**Paginafragment**
>>>>>
Artikel 10. Keldergraven

  • 1.

    Keldergraven en urnenkeldergraven worden alleen in uitzonderlijke situaties toegestaan en kunnen alleen geplaatst worden op verzoek van en op kosten van de aanvrager.

  • 2.

    De voorwaarden waaraan nieuwe keldergraven en urnenkeldergraven moeten voldoen zijn:

    • a.

      de gebruikte materialen duurzaam zijn;

    • b.

      de fundering en constructie stabiel en veilig zijn;

    • c.

      het keldergraf beheer-technisch en esthetisch aanvaardbaar is;

    • d.

      de binnen afmetingen van een keldergraf minimaal 240 x 120 cm (l x b) zijn;

    • e.

      de vergunningaanvraag voldoet aan het bestemmingsplan en overige wetten.

  • 3.
<<<<<
Fragmenten uit dataset voor puntlabeling
>>>>>
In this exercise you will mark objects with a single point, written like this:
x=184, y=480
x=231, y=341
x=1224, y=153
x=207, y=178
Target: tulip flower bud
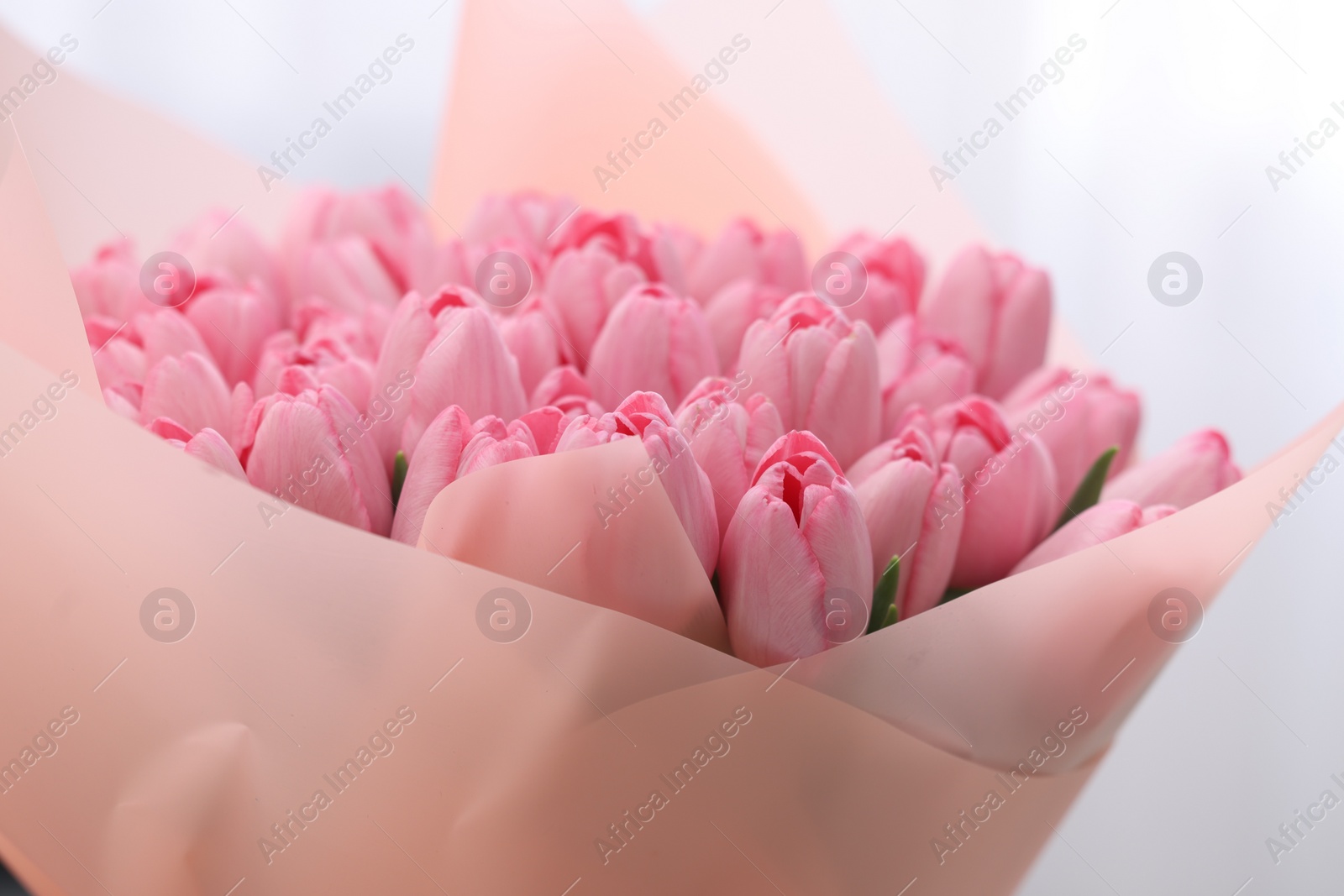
<<<<<
>>>>>
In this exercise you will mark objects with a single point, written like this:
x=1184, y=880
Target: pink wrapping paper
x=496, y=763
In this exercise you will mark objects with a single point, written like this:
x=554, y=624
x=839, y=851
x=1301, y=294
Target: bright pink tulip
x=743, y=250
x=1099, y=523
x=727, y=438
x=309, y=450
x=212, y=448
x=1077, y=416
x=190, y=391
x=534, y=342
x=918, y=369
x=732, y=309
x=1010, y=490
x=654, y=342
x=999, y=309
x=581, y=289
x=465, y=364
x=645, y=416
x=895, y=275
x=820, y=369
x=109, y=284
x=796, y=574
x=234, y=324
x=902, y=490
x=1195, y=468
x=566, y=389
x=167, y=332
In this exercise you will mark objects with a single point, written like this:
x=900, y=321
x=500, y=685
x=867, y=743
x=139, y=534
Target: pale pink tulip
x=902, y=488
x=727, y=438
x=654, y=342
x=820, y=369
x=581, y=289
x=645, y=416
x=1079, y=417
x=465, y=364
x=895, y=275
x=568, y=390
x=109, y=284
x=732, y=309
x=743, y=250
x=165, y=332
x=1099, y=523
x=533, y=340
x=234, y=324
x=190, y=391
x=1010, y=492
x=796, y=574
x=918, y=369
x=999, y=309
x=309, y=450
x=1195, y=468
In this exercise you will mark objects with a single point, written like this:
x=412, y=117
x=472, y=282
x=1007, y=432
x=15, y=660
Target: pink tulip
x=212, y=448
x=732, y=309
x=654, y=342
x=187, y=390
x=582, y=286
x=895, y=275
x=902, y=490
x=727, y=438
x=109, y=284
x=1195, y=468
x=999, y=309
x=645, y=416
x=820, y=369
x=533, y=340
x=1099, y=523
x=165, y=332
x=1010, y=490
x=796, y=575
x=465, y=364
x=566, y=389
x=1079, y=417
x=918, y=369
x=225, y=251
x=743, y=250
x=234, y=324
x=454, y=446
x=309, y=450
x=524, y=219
<<<<<
**Opdracht 1**
Welke minimale binnenafmetingen moet een keldergraf volgens het paginafragment hebben?
**Opdracht 2**
Geef bij elke bewering aan of die klopt met het paginafragment, en onderbouw dat met de doorslaggevende woorden uit de tekst, letterlijk aangehaald.
(a) Keldergraven worden alleen in uitzonderlijke situaties toegestaan.
(b) De kosten voor het plaatsen van een keldergraf komen voor rekening van de gemeente.
(c) Voor nieuwe keldergraven moeten duurzame materialen worden gebruikt.

**Antwoord 1**
Minimaal 240 x 120 cm (lengte x breedte).

**Antwoord 2**
(a) Ja: "Keldergraven en urnenkeldergraven worden alleen in uitzonderlijke situaties toegestaan"
(b) Nee: "op verzoek van en op kosten van de aanvrager"
(c) Ja: "de gebruikte materialen duurzaam zijn"